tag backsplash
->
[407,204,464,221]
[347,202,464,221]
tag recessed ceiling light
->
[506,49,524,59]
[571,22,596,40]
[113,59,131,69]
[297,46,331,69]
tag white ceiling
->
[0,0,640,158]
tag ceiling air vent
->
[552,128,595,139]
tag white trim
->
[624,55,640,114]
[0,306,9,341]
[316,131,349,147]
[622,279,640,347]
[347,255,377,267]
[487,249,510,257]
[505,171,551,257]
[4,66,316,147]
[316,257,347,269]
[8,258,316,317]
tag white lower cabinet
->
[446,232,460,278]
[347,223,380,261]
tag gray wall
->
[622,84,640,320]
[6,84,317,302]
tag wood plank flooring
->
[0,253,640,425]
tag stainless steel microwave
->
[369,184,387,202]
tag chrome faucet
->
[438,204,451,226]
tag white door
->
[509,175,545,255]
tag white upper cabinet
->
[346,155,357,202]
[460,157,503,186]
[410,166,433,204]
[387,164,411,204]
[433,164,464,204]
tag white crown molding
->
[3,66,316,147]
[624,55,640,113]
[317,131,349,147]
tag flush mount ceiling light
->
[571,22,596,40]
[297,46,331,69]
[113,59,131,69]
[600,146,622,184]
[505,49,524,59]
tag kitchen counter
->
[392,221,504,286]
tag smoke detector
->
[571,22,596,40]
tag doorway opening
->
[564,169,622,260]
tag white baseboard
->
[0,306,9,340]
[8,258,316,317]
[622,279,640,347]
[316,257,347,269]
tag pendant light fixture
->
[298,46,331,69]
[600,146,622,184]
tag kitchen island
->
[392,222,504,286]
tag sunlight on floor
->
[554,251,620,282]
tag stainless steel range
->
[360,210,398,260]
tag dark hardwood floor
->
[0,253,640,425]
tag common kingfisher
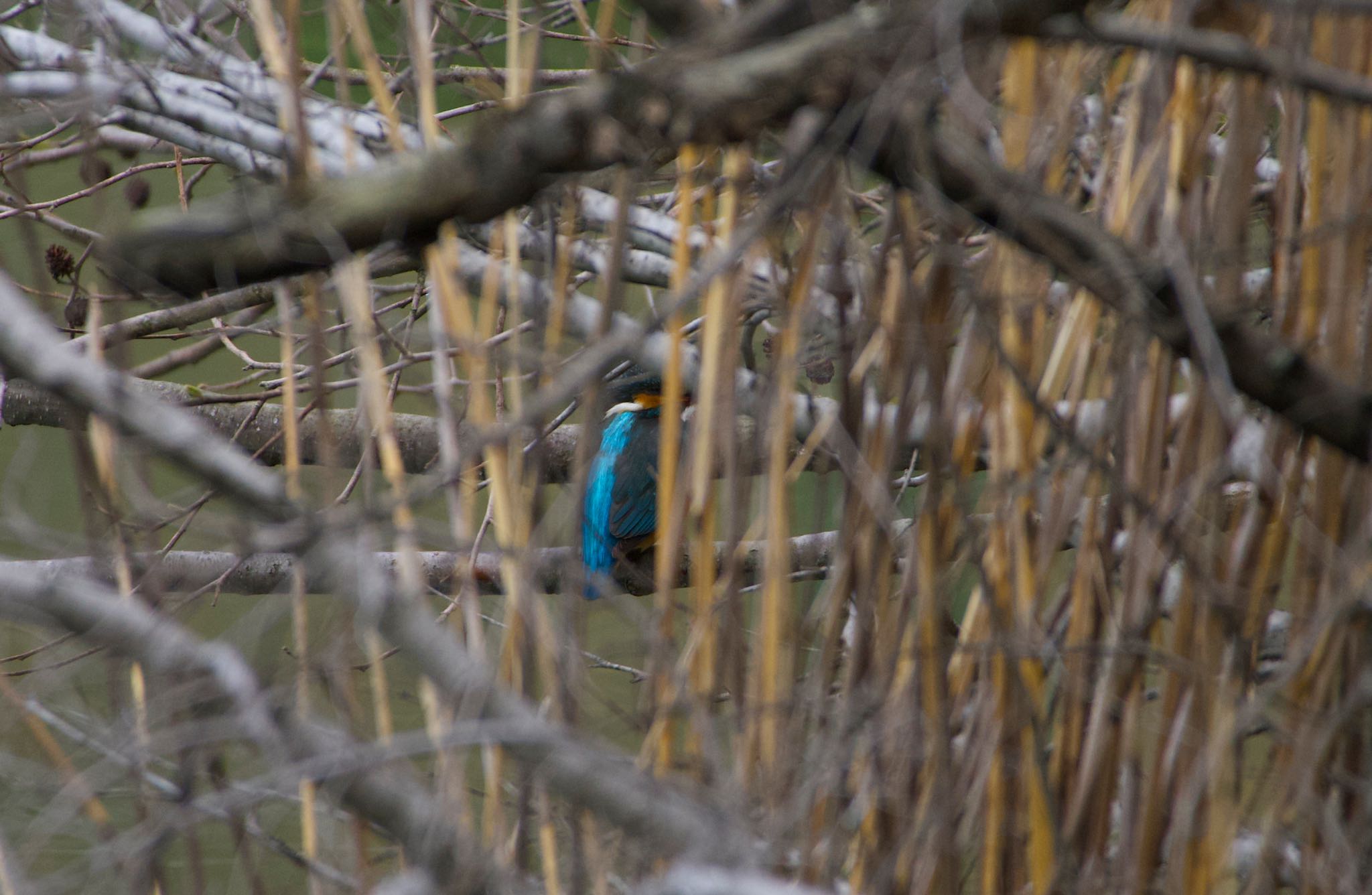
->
[581,368,680,600]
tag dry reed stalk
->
[746,188,829,809]
[276,285,322,895]
[652,144,701,773]
[330,0,405,152]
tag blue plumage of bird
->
[581,370,661,600]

┄┄┄┄┄┄┄┄┄┄

AIM: Could you convert the records above into a numbered list, one line per item, with blank lines dropped and the pictures left out?

ANSWER TO THIS TASK:
1. tag backsplash
2. ->
3. [407,204,464,221]
4. [347,202,464,221]
5. tag recessed ceiling light
6. ->
7. [506,49,524,59]
8. [571,22,596,40]
9. [113,59,131,69]
10. [297,46,331,69]
11. tag white ceiling
12. ->
13. [0,0,640,158]
14. tag ceiling air vent
15. ->
16. [552,128,595,139]
17. tag white trim
18. ->
19. [624,55,640,114]
20. [0,306,9,341]
21. [316,131,349,147]
22. [622,279,640,347]
23. [347,255,377,267]
24. [487,249,510,257]
25. [505,171,551,257]
26. [4,66,316,147]
27. [316,257,347,269]
28. [8,258,316,317]
29. tag white lower cabinet
30. ->
31. [446,232,460,278]
32. [347,223,380,261]
33. tag gray wall
34. ->
35. [622,84,640,320]
36. [6,84,317,302]
37. tag wood plank flooring
38. ->
39. [0,253,640,425]
40. tag stainless steel microwave
41. ->
42. [369,184,387,202]
43. tag chrome faucet
44. ->
45. [438,204,451,226]
46. tag white door
47. ->
48. [509,175,545,255]
49. tag white upper cabinet
50. ->
51. [346,155,357,202]
52. [460,157,503,186]
53. [410,166,433,204]
54. [387,164,411,204]
55. [433,164,464,204]
56. tag white crown molding
57. ->
58. [3,66,316,147]
59. [624,55,640,113]
60. [317,131,349,147]
61. tag flush mount ceiling light
62. ->
63. [571,22,596,40]
64. [297,46,331,69]
65. [113,59,131,69]
66. [600,146,622,184]
67. [505,49,524,59]
68. tag kitchen counter
69. ->
70. [392,221,504,286]
71. tag smoke detector
72. ->
73. [571,22,596,40]
74. tag doorway opening
75. ->
76. [564,169,622,260]
77. tag white baseboard
78. ->
79. [0,306,9,340]
80. [8,258,316,317]
81. [622,279,640,347]
82. [316,257,347,269]
83. tag pendant light fixture
84. ->
85. [298,46,331,69]
86. [600,146,622,184]
87. tag kitchen island
88. ->
89. [392,222,504,286]
90. tag sunlight on floor
91. ->
92. [554,251,620,282]
93. tag stainless steel range
94. ->
95. [360,210,398,260]
96. tag dark hardwood floor
97. ->
98. [0,253,640,425]
99. tag common kingfisher
100. ->
101. [581,368,680,600]
102. tag dry reed stalk
103. ->
104. [746,188,829,809]
105. [276,285,322,895]
106. [652,144,701,773]
107. [330,0,405,152]
108. tag blue plumage of bird
109. ->
110. [581,370,661,600]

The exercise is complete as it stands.